■ ABOUT THIS EXERCISE:
Every line of the material below needs to be written out exactly, please.

■ DATA PROVIDED:
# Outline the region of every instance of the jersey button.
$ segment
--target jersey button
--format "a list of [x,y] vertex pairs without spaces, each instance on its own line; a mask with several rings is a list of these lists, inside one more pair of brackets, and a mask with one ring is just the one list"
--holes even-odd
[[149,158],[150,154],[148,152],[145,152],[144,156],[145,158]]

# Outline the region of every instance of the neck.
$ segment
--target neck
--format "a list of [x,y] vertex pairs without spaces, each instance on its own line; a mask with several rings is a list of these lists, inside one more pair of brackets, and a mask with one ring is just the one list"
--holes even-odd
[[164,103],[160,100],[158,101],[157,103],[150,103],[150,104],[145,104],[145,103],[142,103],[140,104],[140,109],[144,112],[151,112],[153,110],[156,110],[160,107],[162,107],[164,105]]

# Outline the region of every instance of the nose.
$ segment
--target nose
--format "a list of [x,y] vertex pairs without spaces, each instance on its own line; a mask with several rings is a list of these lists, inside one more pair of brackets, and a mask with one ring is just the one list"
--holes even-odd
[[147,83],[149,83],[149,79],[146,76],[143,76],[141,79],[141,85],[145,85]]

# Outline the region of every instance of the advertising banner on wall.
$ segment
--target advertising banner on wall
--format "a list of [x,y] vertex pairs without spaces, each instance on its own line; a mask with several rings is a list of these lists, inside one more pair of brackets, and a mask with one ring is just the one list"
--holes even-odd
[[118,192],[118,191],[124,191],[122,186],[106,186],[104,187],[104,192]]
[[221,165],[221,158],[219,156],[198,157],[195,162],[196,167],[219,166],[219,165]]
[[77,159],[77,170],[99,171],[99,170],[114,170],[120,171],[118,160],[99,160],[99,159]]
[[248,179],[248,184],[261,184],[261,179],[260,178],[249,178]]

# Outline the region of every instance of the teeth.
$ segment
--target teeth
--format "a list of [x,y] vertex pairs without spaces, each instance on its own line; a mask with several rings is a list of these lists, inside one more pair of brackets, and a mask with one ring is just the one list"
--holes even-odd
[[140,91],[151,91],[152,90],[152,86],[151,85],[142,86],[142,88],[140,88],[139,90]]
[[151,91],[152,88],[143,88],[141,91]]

■ TASK ANSWER:
# Outline the region of every instance of the jersey button.
$ segment
--target jersey button
--format "a list of [x,y] vertex pairs without spaces, each instance on its own line; a mask with several rings is a list of these lists, inside one more pair of brackets, and a mask with one ring is just the one list"
--holes even-odd
[[149,158],[150,154],[148,152],[145,152],[144,156],[145,158]]

# Outline the region of every instance of the neck.
$ segment
--target neck
--format "a list of [x,y] vertex pairs without spaces, each instance on its own line; a mask with several rings is a list of these lists, inside one more pair of brackets, and a mask with one ring is just the one list"
--holes even-odd
[[164,103],[160,100],[158,101],[157,103],[150,103],[150,104],[145,104],[145,103],[142,103],[140,104],[140,109],[144,112],[151,112],[153,110],[156,110],[160,107],[162,107],[164,105]]

# Outline the region of every instance of the nose.
$ segment
--target nose
--format "a list of [x,y] vertex pairs without spaces, each instance on its own line; a mask with several rings is a list of these lists, inside one more pair of brackets, and a mask with one ring is just the one list"
--holes even-odd
[[147,83],[149,83],[149,79],[146,76],[143,76],[141,79],[141,85],[145,85]]

# Outline the region of every instance of the advertising banner on wall.
$ segment
--target advertising banner on wall
--format "a list of [x,y] vertex pairs without spaces, each instance on its own line; a mask with several rings is a list of these lists, inside one more pair of brackets, and a mask with one ring is just the one list"
--holes even-odd
[[118,192],[118,191],[124,191],[122,186],[106,186],[104,187],[104,192]]
[[221,165],[221,158],[219,156],[198,157],[195,162],[196,167],[219,166],[219,165]]
[[77,159],[77,170],[99,171],[99,170],[114,170],[120,171],[118,160],[99,160],[99,159]]
[[248,179],[248,184],[261,184],[261,179],[260,178],[249,178]]

# Outline the region of every instance of the teeth.
$ segment
--target teeth
--format "a list of [x,y] vertex pairs without spaces, each instance on its own line; a mask with several rings is a list of these lists, inside one more pair of brackets, and a mask with one ring is just the one list"
--holes even-odd
[[140,91],[151,91],[152,90],[152,86],[151,85],[142,86],[142,88],[140,88],[139,90]]
[[151,91],[152,88],[143,88],[141,91]]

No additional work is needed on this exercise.